-- Begin Supplied information --

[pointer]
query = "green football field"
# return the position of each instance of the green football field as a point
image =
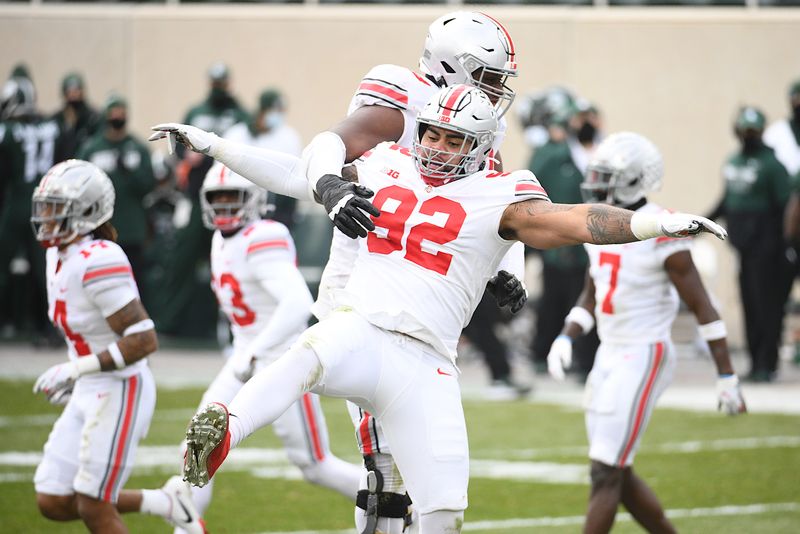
(713, 474)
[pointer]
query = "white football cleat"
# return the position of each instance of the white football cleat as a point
(183, 513)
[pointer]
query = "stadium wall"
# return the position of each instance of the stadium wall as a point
(676, 75)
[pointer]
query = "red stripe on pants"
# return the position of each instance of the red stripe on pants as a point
(648, 389)
(123, 436)
(363, 430)
(308, 408)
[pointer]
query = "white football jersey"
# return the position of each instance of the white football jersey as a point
(87, 282)
(635, 300)
(239, 265)
(403, 89)
(424, 268)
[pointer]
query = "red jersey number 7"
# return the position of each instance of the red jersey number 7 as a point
(609, 258)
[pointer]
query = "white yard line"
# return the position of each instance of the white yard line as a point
(686, 447)
(480, 526)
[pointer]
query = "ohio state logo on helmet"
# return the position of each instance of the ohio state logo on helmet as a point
(460, 113)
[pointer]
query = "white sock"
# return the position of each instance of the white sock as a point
(271, 391)
(155, 502)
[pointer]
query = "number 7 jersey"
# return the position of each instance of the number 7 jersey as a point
(424, 268)
(635, 300)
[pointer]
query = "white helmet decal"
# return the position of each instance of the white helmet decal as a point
(466, 112)
(250, 204)
(474, 49)
(624, 168)
(73, 198)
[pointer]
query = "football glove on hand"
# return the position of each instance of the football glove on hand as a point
(559, 357)
(508, 290)
(729, 395)
(686, 224)
(347, 205)
(61, 397)
(191, 137)
(243, 366)
(61, 377)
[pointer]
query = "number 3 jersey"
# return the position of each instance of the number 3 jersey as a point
(248, 269)
(424, 268)
(635, 300)
(87, 282)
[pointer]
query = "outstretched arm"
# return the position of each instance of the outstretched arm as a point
(543, 225)
(684, 276)
(274, 171)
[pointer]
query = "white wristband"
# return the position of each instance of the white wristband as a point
(713, 330)
(582, 317)
(646, 226)
(142, 326)
(325, 154)
(116, 355)
(88, 364)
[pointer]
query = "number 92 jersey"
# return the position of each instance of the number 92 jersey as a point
(424, 268)
(635, 300)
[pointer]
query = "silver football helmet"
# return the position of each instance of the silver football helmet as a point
(246, 202)
(624, 168)
(474, 49)
(71, 200)
(465, 111)
(17, 98)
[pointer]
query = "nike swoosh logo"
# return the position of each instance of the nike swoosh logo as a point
(185, 511)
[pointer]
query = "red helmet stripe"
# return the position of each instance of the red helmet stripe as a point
(382, 89)
(454, 96)
(505, 32)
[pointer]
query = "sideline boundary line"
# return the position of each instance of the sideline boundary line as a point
(479, 526)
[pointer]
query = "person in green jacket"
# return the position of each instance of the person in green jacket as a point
(187, 306)
(27, 144)
(756, 192)
(557, 165)
(126, 160)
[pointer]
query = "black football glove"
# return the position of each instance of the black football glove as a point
(508, 290)
(347, 205)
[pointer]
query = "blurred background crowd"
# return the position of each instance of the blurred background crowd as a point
(158, 217)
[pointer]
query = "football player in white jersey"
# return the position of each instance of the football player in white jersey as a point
(106, 385)
(390, 344)
(632, 291)
(266, 300)
(461, 47)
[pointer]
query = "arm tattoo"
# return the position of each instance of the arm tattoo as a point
(609, 225)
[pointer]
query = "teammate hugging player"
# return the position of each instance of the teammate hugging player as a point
(631, 292)
(461, 47)
(446, 222)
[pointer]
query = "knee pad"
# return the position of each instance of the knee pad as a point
(380, 497)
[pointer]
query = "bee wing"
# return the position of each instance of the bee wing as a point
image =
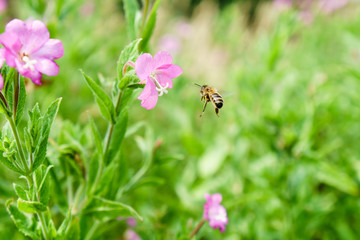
(226, 93)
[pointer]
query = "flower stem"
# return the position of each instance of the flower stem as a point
(196, 230)
(107, 146)
(43, 225)
(18, 143)
(16, 94)
(144, 15)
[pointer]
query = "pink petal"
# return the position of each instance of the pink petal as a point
(47, 67)
(1, 82)
(216, 198)
(11, 42)
(170, 70)
(35, 75)
(52, 49)
(144, 66)
(162, 58)
(32, 34)
(2, 56)
(164, 79)
(149, 95)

-- End Supplied information --

What is required: Your copy of the data above should match it exactly, except that pictures are left out.

Full response:
[pointer]
query = "green football field"
# return the position of each instance of the green football field as a point
image =
(713, 474)
[pointer]
query = "white football cleat"
# return the position of each instance of the white football cleat as a point
(183, 513)
[pointer]
query = "stadium wall"
# return the position of each instance of the stadium wall as a point
(676, 75)
[pointer]
query = "red stripe on pants"
# return the position of each instance of the red stripe on pants as a point
(648, 389)
(123, 436)
(363, 430)
(308, 408)
[pointer]
query = "white football jersey"
# return the position of each instance of the white football jersey as a point
(87, 282)
(635, 300)
(239, 265)
(403, 89)
(424, 268)
[pointer]
query = "red jersey number 7"
# return the position of each instance of the red jersey number 7 as a point
(609, 258)
[pointer]
query = "white yard line"
# return the position of each instance of the white yard line as a point
(686, 447)
(480, 526)
[pointer]
query = "ohio state logo on helmet"
# return the position of each instance of the ohio state logo on helmet as a point
(460, 113)
[pointer]
query = "white sock"
# return the position of each instance of the white sock as a point
(271, 391)
(155, 502)
[pointer]
query = "number 7 jersey"
# return the position of each instance of the number 7 jersey as a point
(424, 268)
(635, 300)
[pointer]
query = "white helmet decal"
# return the position of each instance of the white helmet decal as a point
(466, 112)
(250, 204)
(474, 49)
(624, 168)
(73, 198)
[pointer]
query = "football glove on hand"
# return the position of each instance of the football glove on hand as a point
(559, 357)
(508, 290)
(729, 395)
(686, 224)
(347, 205)
(61, 397)
(191, 137)
(243, 366)
(61, 377)
[pointer]
query = "number 3 jersey"
# return the position of each instance of the number 3 jersey as a point
(248, 269)
(424, 268)
(635, 300)
(87, 282)
[pointer]
query = "outstretched arm"
# return the position of each instance of the outstretched arm as a point
(543, 225)
(684, 276)
(274, 171)
[pointer]
query = "white wristband"
# return the position of each instance of the white wristband as a point
(713, 330)
(582, 317)
(646, 226)
(142, 326)
(325, 154)
(116, 355)
(88, 364)
[pointer]
query = "number 92 jersey"
# return the position of each instance of the number 92 jersey as a point
(424, 268)
(635, 300)
[pointer]
query = "silver football helmet"
# return the position of each instance of the silver football helmet as a point
(246, 202)
(624, 168)
(474, 49)
(71, 200)
(465, 111)
(17, 98)
[pointer]
query = "nike swoosh logo"
# return the position of each instance of the nike swoosh logo as a point
(185, 511)
[pointer]
query = "red helmet stripe"
# return the position of each instance of the red helmet stripe as a point
(382, 89)
(454, 96)
(505, 32)
[pointer]
query = "sideline boundary line"
# return the position of each instance of the sideline boundary line as a point
(479, 526)
[pointer]
query = "person in green jacket"
# return the position of each instance of the person in green jacket as a point
(187, 306)
(27, 144)
(756, 192)
(557, 165)
(126, 160)
[pointer]
query = "black football glove"
# return the position of each instance of the black football glove as a point
(508, 290)
(347, 205)
[pointer]
query = "blurred background crowd"
# return the position of each instance of the blurred background crowd as a point
(158, 217)
[pointer]
query = "football player in white jersey"
# return the position of each instance of the football player in white jersey as a point
(106, 385)
(390, 344)
(632, 291)
(266, 300)
(461, 47)
[pointer]
query = "arm tattoo"
# return the position of each instance of the arm tattoo as a point
(609, 225)
[pointer]
query = "teammate hugging player"
# return the position of each instance of the teammate hugging player as a point
(631, 292)
(461, 47)
(446, 222)
[pointer]
query = "knee pad"
# return the position of each instance of the knee pad as a point
(380, 497)
[pointer]
query = "bee wing"
# return the position of each instance of the bee wing as a point
image =
(226, 93)
[pointer]
query = "flower stem"
# return the position of each instance of the flower stem as a point
(196, 230)
(107, 146)
(43, 225)
(18, 143)
(16, 94)
(144, 15)
[pointer]
query = "pink petal"
# return the position of each instance of the pink petal as a point
(47, 67)
(1, 82)
(216, 198)
(11, 42)
(170, 70)
(35, 75)
(52, 49)
(144, 66)
(162, 58)
(32, 34)
(2, 56)
(164, 79)
(149, 95)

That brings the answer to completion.